# WHAT YOU WILL DO
Answer these questions using the forum thread below about a delayed 622 installation.
(a) On what date was the original order placed?
(b) For how long had the person who ordered the 622 been a very happy E* customer?
(c) How long does JM Anthony say he has been with E*?

# PROVIDED PASSAGE

════════

Anyway my origional order was placed on Feb. 9th, now he had to reschedule the install for April 18th. He told me that the warehouse was currently out of stock on the receiver but "HOPEFULLY" they would have one in stock to ship to me before this install date. He apologized a number of times for the delay and that noone had called me to reschedule. I voiced my discontent over all of this and asked if they could at least credit my account for the wait and my trouble of taking off work early etc. After being on hold for another several minutes he came back and said since there was no discrepency in billing he could not post any kind of credit. I told him that was not acceptable and he said his hands were tied and that was all he could do. (BTW what is the administrative email address again? I plan to email them maybe they can help.)

Needless to say I am really angry with E* right now and I needed to vent.  I have been a very happy E* customer for a year and a half (even after owning an 811) but this really ticks me off!  

I read other peoples horror stories about 622 orders/installs but I thought these were isolates incidents and it wouldn't happen to me. IT DID!       


Thanks, I guess I just really needed to get that off my chest.........


----------



## yellowcanary73 (Mar 6, 2006)

Greg L said:


> My 622/Dish1000 installation was schedueled for today between 12:00 and 5:00. I took off work a little early, came home, and waited in anticipation by the front door. Well 5:00 came and went . . . NO INSTALLER.
> 
> So I called cust. serv. (tech support actually) and he said my order was cancelled and he did not know why. After being on hold for some time he came back and said it was because there was a shortage of 622's and they could not send mine out because they were out of stock. I told him that the rep that I had spoken with when I ordered told me that the installer would bring it out (after reading several posts here I asked when I placed my order). I asked them a couple of times actually and the rep (one of the ones who doesn't speak english very clearly) assured me that it is NOT shipped to me. The tech support rep today said right now all 622's are being shipped directly to the customer for upgrades, and he doesn't know why they told me the installer would have it.
> 
> ...


I agree it is a very poor run company as of now and they seem not to care about fixing it.Just more excuses just like all companys do after they get a foot hold once they get millions on board who cares about one person.


----------



## JM Anthony (Nov 16, 2003)

I think E* has become very indifferent when it comes to customer service. In the early years, this was one of their strong suits, but no longer. I've been with these guys for the better part of a decade and I'm biding my time. I will not pay for another h/w upgrade until they get their "stuff" together.

John


----------



## John Ashman (Feb 2, 2006)

════════

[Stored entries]

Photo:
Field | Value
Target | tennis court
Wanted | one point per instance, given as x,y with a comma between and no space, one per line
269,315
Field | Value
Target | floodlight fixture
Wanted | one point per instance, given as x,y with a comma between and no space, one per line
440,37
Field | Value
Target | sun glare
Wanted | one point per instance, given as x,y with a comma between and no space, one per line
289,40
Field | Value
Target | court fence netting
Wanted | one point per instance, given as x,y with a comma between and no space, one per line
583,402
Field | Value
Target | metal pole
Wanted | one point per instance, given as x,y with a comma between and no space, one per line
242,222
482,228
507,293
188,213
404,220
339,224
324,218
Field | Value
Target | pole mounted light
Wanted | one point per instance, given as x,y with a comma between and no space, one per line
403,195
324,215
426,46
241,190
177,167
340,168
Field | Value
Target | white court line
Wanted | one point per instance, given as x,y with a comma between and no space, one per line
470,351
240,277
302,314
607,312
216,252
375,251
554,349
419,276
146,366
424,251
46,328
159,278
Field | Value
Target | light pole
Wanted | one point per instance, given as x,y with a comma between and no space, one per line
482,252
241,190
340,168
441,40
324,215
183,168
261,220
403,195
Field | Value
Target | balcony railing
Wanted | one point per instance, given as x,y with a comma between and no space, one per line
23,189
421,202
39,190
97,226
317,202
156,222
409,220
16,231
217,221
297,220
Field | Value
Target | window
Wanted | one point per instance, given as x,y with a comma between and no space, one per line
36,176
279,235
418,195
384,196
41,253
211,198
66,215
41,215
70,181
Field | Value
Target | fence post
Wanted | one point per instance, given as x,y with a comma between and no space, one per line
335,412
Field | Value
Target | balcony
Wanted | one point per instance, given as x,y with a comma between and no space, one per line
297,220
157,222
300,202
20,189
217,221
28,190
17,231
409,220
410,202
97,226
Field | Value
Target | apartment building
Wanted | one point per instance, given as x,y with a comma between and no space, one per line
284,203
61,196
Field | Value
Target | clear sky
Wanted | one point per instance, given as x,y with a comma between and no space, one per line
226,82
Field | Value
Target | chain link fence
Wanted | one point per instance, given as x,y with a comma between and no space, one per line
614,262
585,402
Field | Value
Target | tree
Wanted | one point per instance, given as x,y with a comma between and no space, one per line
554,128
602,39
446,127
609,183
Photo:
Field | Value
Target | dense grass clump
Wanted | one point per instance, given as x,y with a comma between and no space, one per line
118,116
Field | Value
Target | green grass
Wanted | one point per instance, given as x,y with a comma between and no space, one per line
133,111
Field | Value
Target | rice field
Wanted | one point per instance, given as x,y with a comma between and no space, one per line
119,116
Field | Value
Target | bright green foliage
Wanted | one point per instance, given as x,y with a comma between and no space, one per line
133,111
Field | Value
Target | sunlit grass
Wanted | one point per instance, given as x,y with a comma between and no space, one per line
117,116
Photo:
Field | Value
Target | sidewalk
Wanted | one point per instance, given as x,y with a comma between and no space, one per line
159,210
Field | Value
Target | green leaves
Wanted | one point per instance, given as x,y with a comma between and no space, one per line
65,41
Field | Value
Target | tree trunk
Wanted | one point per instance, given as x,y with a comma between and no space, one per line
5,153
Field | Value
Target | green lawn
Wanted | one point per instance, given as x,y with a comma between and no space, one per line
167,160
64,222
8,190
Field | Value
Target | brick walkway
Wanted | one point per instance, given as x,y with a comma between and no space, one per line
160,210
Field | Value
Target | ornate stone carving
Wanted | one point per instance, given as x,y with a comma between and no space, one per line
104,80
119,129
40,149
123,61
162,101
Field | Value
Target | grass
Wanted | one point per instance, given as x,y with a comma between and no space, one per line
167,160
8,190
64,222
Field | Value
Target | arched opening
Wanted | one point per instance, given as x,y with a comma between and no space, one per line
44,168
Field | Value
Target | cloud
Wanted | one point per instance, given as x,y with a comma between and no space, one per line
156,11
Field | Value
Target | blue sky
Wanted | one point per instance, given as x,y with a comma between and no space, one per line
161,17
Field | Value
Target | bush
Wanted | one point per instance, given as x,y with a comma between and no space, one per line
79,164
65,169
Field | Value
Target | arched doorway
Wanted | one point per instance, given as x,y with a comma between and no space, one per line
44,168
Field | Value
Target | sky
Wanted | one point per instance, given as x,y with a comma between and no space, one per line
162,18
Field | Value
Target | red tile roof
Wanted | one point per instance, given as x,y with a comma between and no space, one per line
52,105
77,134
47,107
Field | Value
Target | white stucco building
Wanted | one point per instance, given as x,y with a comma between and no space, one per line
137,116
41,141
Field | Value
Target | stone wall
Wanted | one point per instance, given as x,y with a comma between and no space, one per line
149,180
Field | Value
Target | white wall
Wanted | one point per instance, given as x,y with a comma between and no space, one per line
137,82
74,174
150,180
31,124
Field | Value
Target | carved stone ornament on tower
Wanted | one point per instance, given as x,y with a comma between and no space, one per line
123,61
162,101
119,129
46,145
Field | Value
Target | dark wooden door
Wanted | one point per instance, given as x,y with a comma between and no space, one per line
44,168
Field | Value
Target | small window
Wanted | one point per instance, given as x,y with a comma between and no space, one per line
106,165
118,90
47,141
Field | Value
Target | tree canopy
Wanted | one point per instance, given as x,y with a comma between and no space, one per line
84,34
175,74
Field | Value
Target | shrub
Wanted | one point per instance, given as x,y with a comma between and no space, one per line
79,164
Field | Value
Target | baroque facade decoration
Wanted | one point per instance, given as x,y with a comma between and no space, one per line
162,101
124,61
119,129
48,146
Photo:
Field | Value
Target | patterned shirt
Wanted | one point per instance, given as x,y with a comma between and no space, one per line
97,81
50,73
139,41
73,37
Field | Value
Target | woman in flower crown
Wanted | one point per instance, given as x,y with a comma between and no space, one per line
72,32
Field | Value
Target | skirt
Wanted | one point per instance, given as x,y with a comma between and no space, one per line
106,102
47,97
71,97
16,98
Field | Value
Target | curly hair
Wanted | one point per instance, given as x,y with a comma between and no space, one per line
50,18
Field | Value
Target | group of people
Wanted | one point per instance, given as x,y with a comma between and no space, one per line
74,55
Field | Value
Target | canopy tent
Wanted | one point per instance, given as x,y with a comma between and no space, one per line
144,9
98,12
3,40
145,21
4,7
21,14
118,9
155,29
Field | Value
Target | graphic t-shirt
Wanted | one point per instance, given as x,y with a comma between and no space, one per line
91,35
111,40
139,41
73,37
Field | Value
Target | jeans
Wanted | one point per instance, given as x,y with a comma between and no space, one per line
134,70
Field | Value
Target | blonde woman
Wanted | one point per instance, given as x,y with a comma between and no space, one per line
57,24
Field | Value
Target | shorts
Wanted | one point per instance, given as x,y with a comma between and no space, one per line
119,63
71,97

════════

# RESPONSE
(a) Feb. 9th
(b) A year and a half
(c) The better part of a decade